-- BEGIN EXCERPTED DATA --

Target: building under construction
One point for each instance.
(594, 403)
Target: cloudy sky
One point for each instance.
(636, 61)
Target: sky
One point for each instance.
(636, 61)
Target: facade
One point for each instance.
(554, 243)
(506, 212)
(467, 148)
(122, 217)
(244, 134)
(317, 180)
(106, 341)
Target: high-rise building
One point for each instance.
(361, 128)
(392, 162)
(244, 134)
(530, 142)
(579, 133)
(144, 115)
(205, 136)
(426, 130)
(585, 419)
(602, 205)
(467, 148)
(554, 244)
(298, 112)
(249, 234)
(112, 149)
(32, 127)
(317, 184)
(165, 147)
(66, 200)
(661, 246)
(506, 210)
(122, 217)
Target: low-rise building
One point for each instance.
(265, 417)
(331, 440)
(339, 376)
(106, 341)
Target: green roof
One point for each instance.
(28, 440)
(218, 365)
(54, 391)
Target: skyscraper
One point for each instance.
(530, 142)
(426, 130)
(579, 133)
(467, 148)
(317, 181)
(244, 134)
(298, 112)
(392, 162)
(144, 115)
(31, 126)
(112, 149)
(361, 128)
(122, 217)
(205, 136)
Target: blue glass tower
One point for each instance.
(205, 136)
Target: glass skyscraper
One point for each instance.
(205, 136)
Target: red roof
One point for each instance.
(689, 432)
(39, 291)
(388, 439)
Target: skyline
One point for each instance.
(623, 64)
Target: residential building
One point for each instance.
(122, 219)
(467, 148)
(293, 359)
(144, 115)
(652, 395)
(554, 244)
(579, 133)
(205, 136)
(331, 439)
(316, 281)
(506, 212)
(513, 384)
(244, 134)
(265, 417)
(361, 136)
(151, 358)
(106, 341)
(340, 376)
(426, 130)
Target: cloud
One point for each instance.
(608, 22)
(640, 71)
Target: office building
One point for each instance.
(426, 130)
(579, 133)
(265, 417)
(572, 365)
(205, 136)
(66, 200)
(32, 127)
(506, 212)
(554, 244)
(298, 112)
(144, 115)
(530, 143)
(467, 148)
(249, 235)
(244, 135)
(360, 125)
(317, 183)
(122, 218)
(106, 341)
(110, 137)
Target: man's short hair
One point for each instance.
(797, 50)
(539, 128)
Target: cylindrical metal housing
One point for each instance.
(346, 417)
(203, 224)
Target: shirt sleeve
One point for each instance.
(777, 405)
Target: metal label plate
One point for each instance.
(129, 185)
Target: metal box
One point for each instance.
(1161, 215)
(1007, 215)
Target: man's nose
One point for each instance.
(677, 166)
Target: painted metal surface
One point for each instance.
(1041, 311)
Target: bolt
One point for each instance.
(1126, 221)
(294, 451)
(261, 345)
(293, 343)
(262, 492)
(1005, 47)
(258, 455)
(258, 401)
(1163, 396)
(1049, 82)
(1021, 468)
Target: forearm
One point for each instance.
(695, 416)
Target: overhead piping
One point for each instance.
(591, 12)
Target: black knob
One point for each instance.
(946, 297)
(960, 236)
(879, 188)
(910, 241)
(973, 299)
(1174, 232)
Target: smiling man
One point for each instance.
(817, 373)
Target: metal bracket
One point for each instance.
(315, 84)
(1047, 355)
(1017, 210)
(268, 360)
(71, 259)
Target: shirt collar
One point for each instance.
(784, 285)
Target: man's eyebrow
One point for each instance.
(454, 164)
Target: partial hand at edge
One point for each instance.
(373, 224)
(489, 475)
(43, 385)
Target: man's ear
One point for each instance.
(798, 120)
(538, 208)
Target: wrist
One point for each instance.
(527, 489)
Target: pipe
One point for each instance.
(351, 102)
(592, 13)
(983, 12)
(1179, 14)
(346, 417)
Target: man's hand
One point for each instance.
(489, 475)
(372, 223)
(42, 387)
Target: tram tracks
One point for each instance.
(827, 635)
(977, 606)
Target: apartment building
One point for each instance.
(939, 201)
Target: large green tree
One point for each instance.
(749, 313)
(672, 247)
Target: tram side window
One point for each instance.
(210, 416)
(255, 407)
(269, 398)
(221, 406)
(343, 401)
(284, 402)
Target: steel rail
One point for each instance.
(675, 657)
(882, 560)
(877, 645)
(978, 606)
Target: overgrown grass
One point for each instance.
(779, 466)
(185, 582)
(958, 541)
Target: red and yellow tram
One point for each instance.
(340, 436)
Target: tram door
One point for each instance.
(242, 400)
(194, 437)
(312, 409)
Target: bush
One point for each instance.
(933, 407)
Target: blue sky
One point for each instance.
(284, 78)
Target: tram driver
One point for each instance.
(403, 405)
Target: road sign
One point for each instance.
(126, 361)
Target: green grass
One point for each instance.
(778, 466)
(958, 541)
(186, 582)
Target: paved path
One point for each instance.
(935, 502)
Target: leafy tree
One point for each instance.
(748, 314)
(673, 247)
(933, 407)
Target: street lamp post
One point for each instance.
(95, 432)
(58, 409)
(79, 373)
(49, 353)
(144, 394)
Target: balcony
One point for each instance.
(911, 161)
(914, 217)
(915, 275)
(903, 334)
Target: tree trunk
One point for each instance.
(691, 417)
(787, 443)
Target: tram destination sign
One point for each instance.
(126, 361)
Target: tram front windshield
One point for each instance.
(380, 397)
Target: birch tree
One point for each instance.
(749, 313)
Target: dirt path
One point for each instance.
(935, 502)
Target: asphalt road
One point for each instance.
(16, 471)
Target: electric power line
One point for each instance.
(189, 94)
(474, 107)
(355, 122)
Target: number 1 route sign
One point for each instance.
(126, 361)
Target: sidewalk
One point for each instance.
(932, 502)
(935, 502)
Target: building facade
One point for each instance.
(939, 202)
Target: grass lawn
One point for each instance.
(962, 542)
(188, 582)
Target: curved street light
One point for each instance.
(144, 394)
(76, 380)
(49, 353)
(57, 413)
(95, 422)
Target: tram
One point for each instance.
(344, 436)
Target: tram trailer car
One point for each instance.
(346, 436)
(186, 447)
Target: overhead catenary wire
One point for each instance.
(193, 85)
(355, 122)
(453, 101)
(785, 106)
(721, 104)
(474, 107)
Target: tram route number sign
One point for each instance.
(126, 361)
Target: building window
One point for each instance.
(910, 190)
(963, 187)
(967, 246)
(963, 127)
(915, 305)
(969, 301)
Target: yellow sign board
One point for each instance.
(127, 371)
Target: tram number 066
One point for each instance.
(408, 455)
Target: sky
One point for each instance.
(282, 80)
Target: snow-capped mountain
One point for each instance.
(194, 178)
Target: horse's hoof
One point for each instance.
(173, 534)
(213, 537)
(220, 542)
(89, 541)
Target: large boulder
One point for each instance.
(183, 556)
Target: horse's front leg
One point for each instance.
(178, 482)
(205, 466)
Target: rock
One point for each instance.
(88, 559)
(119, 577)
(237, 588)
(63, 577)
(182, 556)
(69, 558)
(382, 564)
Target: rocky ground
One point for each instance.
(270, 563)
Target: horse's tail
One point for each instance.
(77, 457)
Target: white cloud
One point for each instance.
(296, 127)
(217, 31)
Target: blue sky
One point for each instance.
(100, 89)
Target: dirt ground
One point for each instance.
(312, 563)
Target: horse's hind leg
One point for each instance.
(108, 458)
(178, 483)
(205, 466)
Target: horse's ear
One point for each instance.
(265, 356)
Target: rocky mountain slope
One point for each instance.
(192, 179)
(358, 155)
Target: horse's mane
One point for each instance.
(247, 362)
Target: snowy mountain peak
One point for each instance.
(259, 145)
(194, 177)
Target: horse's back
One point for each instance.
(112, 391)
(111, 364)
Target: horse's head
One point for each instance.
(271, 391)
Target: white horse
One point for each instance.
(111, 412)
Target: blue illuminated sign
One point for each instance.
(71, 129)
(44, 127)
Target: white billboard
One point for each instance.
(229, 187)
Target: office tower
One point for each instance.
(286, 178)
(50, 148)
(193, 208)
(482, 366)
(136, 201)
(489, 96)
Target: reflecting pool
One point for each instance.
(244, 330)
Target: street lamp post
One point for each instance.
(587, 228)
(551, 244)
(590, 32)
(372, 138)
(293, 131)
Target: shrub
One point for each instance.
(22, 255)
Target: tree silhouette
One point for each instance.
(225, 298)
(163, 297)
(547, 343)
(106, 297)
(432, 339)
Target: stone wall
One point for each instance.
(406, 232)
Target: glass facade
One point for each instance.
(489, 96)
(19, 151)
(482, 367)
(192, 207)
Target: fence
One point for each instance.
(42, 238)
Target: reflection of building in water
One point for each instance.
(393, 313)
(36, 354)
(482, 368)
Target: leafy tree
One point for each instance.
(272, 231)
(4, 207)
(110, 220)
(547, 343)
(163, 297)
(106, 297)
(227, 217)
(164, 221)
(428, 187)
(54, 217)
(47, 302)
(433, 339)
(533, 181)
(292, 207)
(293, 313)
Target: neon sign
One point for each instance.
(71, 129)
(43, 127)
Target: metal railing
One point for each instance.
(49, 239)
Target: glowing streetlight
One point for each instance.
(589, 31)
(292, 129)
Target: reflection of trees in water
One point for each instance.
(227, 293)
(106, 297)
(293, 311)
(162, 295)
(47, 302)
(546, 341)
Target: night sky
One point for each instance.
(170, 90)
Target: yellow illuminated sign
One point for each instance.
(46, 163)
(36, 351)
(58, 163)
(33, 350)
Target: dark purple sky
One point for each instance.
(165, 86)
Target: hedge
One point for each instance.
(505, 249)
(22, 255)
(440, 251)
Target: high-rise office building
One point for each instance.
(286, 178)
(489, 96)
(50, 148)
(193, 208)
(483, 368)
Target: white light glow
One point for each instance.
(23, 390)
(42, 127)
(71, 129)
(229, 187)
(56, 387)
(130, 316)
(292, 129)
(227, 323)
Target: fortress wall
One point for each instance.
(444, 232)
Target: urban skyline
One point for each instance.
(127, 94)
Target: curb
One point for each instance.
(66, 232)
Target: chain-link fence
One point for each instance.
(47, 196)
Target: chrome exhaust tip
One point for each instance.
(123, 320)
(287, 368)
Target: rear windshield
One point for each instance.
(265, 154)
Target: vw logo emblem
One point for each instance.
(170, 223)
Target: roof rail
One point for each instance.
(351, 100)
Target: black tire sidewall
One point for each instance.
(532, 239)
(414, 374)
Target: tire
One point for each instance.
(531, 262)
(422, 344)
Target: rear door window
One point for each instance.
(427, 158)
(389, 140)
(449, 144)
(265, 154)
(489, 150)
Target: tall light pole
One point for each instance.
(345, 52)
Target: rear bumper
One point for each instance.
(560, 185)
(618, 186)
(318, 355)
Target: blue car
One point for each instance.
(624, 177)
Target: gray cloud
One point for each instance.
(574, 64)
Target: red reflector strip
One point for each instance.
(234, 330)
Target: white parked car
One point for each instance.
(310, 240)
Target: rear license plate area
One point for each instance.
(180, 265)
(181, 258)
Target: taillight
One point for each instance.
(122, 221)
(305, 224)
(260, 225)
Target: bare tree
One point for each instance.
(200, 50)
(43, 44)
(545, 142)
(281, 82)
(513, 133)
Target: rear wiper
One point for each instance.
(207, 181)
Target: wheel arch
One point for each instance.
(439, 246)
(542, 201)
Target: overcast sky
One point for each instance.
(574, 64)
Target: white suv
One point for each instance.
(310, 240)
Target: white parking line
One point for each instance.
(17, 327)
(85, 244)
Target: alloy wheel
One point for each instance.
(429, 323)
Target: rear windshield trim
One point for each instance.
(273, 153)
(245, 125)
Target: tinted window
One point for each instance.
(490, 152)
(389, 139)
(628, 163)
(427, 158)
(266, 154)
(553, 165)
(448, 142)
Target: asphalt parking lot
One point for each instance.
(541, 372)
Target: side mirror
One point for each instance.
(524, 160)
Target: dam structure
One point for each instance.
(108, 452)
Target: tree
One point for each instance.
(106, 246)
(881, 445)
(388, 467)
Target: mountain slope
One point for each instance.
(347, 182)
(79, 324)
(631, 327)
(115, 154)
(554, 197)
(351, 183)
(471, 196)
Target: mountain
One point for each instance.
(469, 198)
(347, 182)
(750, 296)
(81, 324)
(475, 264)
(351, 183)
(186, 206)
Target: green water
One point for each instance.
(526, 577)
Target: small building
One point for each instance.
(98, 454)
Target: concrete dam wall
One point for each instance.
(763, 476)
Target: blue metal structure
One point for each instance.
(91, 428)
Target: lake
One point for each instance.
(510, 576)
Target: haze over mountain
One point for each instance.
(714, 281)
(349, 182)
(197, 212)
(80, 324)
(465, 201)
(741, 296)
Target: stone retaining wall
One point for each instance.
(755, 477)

-- END EXCERPTED DATA --

**DIRECTIONS FOR THIS TASK:**
Quote verbatim the line containing "Target: alloy wheel" and every line after it through the end of the records above.

**ANSWER BELOW:**
Target: alloy wheel
One point for each instance.
(429, 323)
Target: rear windshield trim
One point for each instance.
(273, 153)
(245, 125)
Target: tinted window
One point for each instance.
(490, 152)
(389, 139)
(628, 163)
(427, 158)
(266, 154)
(553, 165)
(448, 142)
Target: asphalt parking lot
One point for each instance.
(541, 372)
Target: side mirror
One point for each instance.
(524, 160)
Target: dam structure
One point for each instance.
(108, 452)
Target: tree
One point for each instance.
(106, 246)
(881, 445)
(388, 467)
Target: mountain slope
One point for each instance.
(347, 182)
(79, 324)
(631, 327)
(115, 154)
(554, 197)
(351, 183)
(471, 196)
Target: mountain
One point for each instance.
(469, 198)
(347, 182)
(750, 296)
(81, 324)
(475, 264)
(351, 183)
(186, 206)
Target: green water
One point for each instance.
(526, 577)
Target: small building
One point for each instance.
(98, 454)
Target: concrete dam wall
One point for each instance.
(763, 476)
Target: blue metal structure
One point for each instance.
(91, 428)
Target: lake
One point for each instance.
(510, 576)
Target: haze over mountain
One point for each instance.
(714, 281)
(349, 182)
(197, 212)
(80, 324)
(465, 201)
(741, 296)
Target: stone retaining wall
One point for each instance.
(755, 477)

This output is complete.